Lastly, and maybe most importantly, we know about large whale anatomy. Baleen whales–the group that includes blue, fin, and humpback whales–have two blowholes, like you have nostrils. But unlike you, these whales can’t breathe through their mouth, so a blocked nasal passage can be a real danger.

So, could a golf ball bring down a giant?

Is Anyone Here a Marine Biologist!?

While we could answer the question the way Costanza would–lying–we could also just ask a real marine biologist. Joy S. Reidenberg, professor in the Center for Anatomy and Functional Morphology at the Icahn School of Medicine at Mount Sinai (and famous for her work on the awesome anatomy show Inside Nature’s Giants) is a much better Costanza to ask for help.

According to an email exchange I had with Dr. Reidenberg, it’s doubtful that George could ever realize his fake profession. “A golf ball could fit into one of the nostrils of a large whale, such as a humpback. Whether it would cause an obstruction is doubtful. It’s more likely to get swallowed, but even then would not likely cause stranding or death,” wrote Dr. Reidenberg.

The implausibility of the scene stems from whale anatomy. First, baleen whales have two blowholes, meaning that even if one got completely blocked, the whale could still breathe. Second, if a golf ball did make it into a nostril, it wouldn’t stay there very long. In a best-case scenario for the scene, if the whale inhaled at the exact same time that the ball entered its nostril, the whale “could bring [the golf ball] inside the nostril, but it is unlikely to stay there since all the whale has to do is exhale to dislodge it,” Reidenberg told me. And what an exhalation that would be. Dr. Kristi West, associate professor of biology at Hawaii Pacific University told me in an email that humpback whale sneezes have been clocked at 300 miles per hour. If that blast brought the golf ball with it, it would break the record for the fastest drive by nearly 100 miles per hour.

» RECORD EXCERPTS
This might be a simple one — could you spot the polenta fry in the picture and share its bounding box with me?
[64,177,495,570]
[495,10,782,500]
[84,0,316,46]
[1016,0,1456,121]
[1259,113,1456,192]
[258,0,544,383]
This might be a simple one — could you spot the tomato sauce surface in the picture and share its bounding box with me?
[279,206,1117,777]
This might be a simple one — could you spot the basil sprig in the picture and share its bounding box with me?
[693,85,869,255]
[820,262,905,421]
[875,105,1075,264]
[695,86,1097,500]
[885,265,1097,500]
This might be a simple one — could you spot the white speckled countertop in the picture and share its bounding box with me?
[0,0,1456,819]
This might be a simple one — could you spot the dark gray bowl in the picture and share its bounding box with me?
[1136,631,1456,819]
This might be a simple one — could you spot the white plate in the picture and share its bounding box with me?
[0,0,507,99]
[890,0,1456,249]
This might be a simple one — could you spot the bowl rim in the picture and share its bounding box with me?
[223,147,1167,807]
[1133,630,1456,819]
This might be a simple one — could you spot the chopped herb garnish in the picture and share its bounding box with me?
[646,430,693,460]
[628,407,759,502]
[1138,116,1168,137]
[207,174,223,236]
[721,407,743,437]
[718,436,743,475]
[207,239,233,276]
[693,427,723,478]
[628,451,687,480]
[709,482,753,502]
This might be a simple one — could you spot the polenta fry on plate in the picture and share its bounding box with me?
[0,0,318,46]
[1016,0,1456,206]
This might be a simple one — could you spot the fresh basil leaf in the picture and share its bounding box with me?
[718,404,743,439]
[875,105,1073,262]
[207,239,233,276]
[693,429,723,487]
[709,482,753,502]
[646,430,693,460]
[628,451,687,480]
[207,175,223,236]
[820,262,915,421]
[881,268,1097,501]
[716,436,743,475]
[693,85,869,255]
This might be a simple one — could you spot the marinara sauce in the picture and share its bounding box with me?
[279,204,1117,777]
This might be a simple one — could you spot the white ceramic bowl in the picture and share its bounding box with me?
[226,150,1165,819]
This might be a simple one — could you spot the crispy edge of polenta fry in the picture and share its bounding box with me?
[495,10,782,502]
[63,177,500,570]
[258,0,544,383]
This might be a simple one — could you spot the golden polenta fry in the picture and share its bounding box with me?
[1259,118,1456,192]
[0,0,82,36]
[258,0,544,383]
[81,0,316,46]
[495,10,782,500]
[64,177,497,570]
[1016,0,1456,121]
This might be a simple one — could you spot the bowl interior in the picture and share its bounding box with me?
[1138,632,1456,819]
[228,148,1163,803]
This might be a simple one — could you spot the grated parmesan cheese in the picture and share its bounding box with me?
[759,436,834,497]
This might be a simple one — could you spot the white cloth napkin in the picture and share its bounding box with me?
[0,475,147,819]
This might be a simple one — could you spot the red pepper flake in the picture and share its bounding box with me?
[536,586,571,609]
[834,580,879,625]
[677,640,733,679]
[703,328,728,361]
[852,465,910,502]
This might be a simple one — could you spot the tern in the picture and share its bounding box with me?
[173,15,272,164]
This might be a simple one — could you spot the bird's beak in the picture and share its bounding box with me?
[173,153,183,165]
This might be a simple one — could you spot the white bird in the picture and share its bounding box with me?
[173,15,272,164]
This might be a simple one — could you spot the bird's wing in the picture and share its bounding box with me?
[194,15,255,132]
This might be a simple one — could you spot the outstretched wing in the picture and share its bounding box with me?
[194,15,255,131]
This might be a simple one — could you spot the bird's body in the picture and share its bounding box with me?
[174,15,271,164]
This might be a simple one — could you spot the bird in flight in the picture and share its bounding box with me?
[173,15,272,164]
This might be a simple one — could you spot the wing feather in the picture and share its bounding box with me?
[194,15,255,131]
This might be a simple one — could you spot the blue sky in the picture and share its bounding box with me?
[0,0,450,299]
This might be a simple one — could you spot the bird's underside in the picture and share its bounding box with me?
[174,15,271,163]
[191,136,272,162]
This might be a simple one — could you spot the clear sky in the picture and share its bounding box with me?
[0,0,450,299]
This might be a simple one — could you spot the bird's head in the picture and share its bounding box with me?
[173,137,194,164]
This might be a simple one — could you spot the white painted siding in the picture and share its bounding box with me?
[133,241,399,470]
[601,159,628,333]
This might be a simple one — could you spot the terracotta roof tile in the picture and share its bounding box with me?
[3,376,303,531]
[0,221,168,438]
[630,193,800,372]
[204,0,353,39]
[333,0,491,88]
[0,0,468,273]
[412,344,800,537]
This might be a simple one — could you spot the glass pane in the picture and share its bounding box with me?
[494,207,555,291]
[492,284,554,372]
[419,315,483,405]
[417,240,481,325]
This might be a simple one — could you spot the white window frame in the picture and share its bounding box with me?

» TASK INSTRUCTIONS
a: In the article on golf balls and whales, could you write out the part starting with "While we could" and going on through "wrote Dr. Reidenberg.", swapping "doubtful" for "uncertain"?
b: How would the article on golf balls and whales go on after its last sentence? Write the next part.

» ANSWERS FOR THIS EXERCISE
a:
While we could answer the question the way Costanza would–lying–we could also just ask a real marine biologist. Joy S. Reidenberg, professor in the Center for Anatomy and Functional Morphology at the Icahn School of Medicine at Mount Sinai (and famous for her work on the awesome anatomy show Inside Nature’s Giants) is a much better Costanza to ask for help.

According to an email exchange I had with Dr. Reidenberg, it’s uncertain that George could ever realize his fake profession. “A golf ball could fit into one of the nostrils of a large whale, such as a humpback. Whether it would cause an obstruction is uncertain. It’s more likely to get swallowed, but even then would not likely cause stranding or death,” wrote Dr. Reidenberg.

b:
But like us, if an object made it far enough into the nasal passage to prevent sneezing it out, a whale could be in real trouble. If a large whale inhaled a golf ball into its larynx–with only one path for air, not two like the nostrils–professor Reidenberg noted that the Titleist could act as a ball valve preventing the passage of air from the blowhole to the lungs and suffocate the whale. However, even in this case, the larynx of a large baleen whale is pretty wide. A golf ball doesn’t have the diameter to do serious damage (maybe a softball, Dr. Reidenberg told me) and the whale could probably use its gag reflex to clear it.

A blowhole in one could prevent a proper seal when the whale dives, increasing the risk of drowning. A ball might even be inhaled into the lungs or get close enough to the mouth to be swallowed, and this could dangerously obstruct the intestinal tract. However, in none of these cases could Costanza come to the whale’s aid.

Both toothed and baleen whales have a tongue-like muscle that closes the nasal passageway (called the nasal plug)–preventing seawater from entering the lungs during dives. If the ball stayed above this plug–near the entrance of the blowhole–the whale could simply clear the obstruction with a mighty blast, no fake biologist needed. If the ball got sucked past the plug–”highly unlikely,” says Reidenberg–it would be a problem that Costanza couldn’t fix. In the episode, George claims that he plunged his arm into the whale’s blowhole to remove the obstruction, but this seems impossible. “[His arm] could fit into a baleen whale’s blowhole, but not beyond the nasal cavity and into the larynx. However, I doubt a wild whale would voluntarily let someone do that.” A trained animal may let you work on it, but a wild whale is another story.

“Would you let a stranger poke something down your nose?”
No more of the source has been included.